Required tasks>
- 1) In the mailing list reply on the rfc2279bis draft, what word did Martin Duerst suggest using in place of 'multi-octet' if a replacement is necessary?
- 2) Copy the part of the records that opens with the line containing "# point at: equestrian" and runs through the end of the records, swapping "one per instance" for "one per occurrence" and keeping everything else unchanged.

Passage to read>
▼▼▼

RE: Comments on draft-yergeau-rfc2279bis-00.txt from Francois Yergeau on 2002-04-17 (ietf-charsets@w3.org from April to June 2002)

From: Francois Yergeau <FYergeau@alis.com>
Date: Wed, 17 Apr 2002 16:51:19 -0400
To: charsets <ietf-charsets@iana.org>
Message-id: <F7D4BDA0E5A1D14B99D32C022AEB73663A3896@alis-2k.alis.domain>
Martin Duerst wrote:
> While the title of ISO/IEC 10646 includes 'multi-octet', I think
> this is confusing, because we want to clearly separate characters,
> their numbers in the UCS, and the actual encoding into octets,...
> I suggest you remove 'multi-octet' everywhere except for the
> formal title in the reference, and if necessary replace it
> with something like 'large'.

OK.  The abstract now starts:

   ISO/IEC 10646-1 defines a large character set called the
   Universal Character Set (UCS) which encompasses most of the world's
   writing systems. The originally proposed encodings of the UCS, however,
were not compatible
   with ...

Same for the first para of the introduction.  Other instances of
"multi-octet" were of a different kind and I left them alone.  Please check.


> <13>
>     o  The lexicographic sorting order of strings is preserved.  Of
>        course this is of limited interest since a sort order based on
>        character numbers is not culturally valid.
> 
> 'preserved' in respect to what?

Good catch. Now "The lexicographic sorting order of UTF-8 strings is the
same as if ordered by character numbers."


> <14>
>     o  The Boyer-Moore fast search algorithm can be used with 
> UTF-8 data.
> 
> This should be worded more general, at least inserting something
> like 'and similar algorithms'.

Well, I do know about Boyer-Moore, but not others.  I wouldn't want to
generalize to something wrong.


> <15>
>     o  UTF-8 strings can be fairly reliably recognized as such by a
>        simple algorithm, i.e.  the probability that a string of
>        characters in any other encoding appears as valid UTF-8 is low,
>        diminishing with increasing string length.
> 
> This should maybe somehow mention the special case of an US-ASCII-only
> string (which can be easily detected, but...).

It's already mentionned in <7>.


> <16>
> [...]
>     Entenmann.  Later, Ken Thompson and Rob Pike did 
> significant work for the formal UTF-8.
> 
> formal UTF-8 -> formal definition of UTF-8 ?

OK, done.

▲▲▲

Stored dataset items
▼▼▼

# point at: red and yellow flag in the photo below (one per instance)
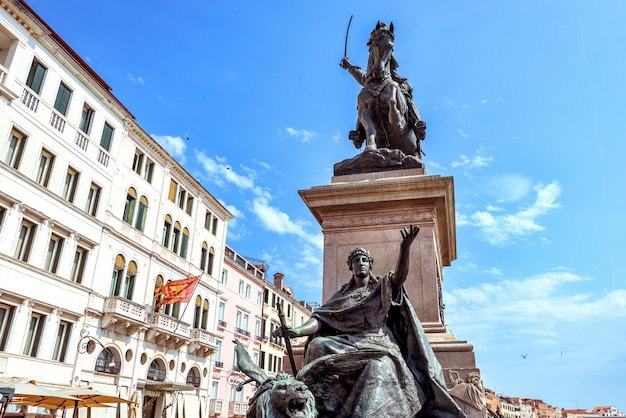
(175, 291)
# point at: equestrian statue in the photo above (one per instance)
(387, 115)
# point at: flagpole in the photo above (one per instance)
(185, 310)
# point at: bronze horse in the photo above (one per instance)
(387, 116)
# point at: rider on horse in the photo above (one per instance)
(414, 118)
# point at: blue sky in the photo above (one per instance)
(525, 103)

▲▲▲

Responses per task>
- 1) 'large'

- 2)
# point at: equestrian statue in the photo above (one per occurrence)
(387, 115)
# point at: flagpole in the photo above (one per occurrence)
(185, 310)
# point at: bronze horse in the photo above (one per occurrence)
(387, 116)
# point at: rider on horse in the photo above (one per occurrence)
(414, 118)
# point at: blue sky in the photo above (one per occurrence)
(525, 103)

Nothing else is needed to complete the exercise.